- **Written instruction**: Rewrite every item below, substituting "integer pixel values" for each occurrence of "pixel ints" and keeping all other text identical.

- - - -

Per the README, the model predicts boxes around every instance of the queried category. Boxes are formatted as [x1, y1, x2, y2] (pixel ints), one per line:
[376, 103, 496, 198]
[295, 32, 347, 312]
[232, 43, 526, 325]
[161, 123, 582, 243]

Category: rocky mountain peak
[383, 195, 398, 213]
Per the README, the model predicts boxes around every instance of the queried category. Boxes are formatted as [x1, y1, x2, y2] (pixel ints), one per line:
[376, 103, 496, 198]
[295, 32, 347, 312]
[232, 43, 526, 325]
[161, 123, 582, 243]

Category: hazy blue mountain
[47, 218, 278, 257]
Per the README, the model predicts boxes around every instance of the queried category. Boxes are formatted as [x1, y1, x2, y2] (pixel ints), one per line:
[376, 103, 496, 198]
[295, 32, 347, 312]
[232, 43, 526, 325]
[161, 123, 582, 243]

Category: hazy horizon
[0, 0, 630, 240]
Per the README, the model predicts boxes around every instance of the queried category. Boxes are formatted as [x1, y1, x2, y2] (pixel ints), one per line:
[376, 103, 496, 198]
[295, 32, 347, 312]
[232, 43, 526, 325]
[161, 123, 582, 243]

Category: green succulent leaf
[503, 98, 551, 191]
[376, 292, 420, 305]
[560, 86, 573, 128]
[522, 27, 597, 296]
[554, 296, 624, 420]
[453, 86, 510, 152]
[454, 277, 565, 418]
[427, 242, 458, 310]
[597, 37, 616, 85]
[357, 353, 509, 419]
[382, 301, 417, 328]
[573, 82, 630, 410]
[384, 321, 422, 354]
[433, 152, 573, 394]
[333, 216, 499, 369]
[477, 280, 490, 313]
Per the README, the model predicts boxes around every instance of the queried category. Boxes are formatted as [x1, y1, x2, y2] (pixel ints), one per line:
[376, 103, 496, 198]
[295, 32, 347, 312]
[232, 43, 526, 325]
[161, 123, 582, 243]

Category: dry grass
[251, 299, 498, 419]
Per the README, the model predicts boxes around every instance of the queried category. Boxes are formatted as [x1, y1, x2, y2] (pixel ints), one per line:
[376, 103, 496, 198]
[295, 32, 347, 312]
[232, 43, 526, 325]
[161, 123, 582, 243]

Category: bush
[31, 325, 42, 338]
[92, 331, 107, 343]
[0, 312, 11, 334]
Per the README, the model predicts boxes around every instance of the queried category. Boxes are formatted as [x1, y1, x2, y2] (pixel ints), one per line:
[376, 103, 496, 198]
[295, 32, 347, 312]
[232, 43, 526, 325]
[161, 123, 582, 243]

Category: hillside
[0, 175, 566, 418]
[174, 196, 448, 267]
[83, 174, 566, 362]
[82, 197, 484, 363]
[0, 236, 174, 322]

- - - -

- **Final result**:
Per the README, the model predicts boxes around every instance of the queried category. Boxes are formatted as [x1, y1, x2, y2] (integer pixel values), one per line:
[376, 103, 496, 198]
[295, 32, 347, 312]
[232, 43, 526, 325]
[161, 123, 582, 243]

Category: rocky mountain peak
[383, 195, 398, 213]
Per the README, the model predicts boxes around every instance of the queried category. Boxes are formatted as [x1, y1, x2, y2] (integer pixel values), one per line:
[376, 103, 496, 198]
[295, 32, 347, 312]
[232, 43, 526, 325]
[161, 123, 582, 243]

Category: hazy blue mountain
[47, 218, 278, 257]
Per the README, the model predicts boxes around every instance of the queried category. Boxes are formatted as [x1, y1, x2, y2] (integer pixel values), one per line:
[376, 103, 496, 198]
[295, 32, 347, 312]
[232, 43, 526, 325]
[161, 123, 582, 243]

Category: hazy horizon
[0, 0, 630, 240]
Per the README, the model predicts boxes around every instance of the queried category. Boxes are formatted as [x1, y1, x2, y2] (integer pixel values), one per line:
[376, 103, 496, 198]
[295, 32, 347, 312]
[232, 43, 526, 325]
[161, 123, 582, 243]

Category: green succulent leaf
[503, 98, 551, 191]
[376, 292, 420, 305]
[560, 86, 573, 128]
[522, 27, 597, 296]
[554, 296, 624, 420]
[453, 86, 510, 152]
[454, 277, 565, 418]
[427, 242, 458, 310]
[597, 37, 616, 85]
[357, 353, 509, 419]
[382, 301, 417, 328]
[573, 82, 630, 410]
[384, 321, 422, 354]
[433, 152, 573, 394]
[333, 216, 499, 369]
[477, 280, 490, 313]
Per the README, the model predicts boxes around every instance of the queried category. Boxes are formatted as [x1, y1, x2, y2] (integer pixel values), one per line:
[376, 103, 496, 198]
[295, 32, 347, 312]
[232, 43, 526, 325]
[161, 123, 582, 243]

Category: dry grass
[251, 299, 498, 419]
Per the README, the model predicts boxes around every instance of the queried category. Boxes are formatted as [x1, y1, x2, y2] (integer pixel values), one per line:
[376, 103, 496, 198]
[295, 32, 347, 312]
[232, 43, 526, 325]
[161, 123, 582, 243]

Category: bush
[31, 325, 42, 338]
[92, 331, 107, 343]
[0, 312, 11, 334]
Per the README, the model predicts boxes around every instance of the queried category. Boxes are formatted as [x1, y1, x2, y2] (integer pixel values), one per line:
[376, 103, 496, 198]
[295, 32, 347, 312]
[232, 43, 526, 325]
[161, 123, 582, 243]

Category: hillside
[0, 175, 566, 418]
[174, 196, 448, 267]
[83, 174, 566, 362]
[82, 197, 484, 363]
[0, 236, 174, 322]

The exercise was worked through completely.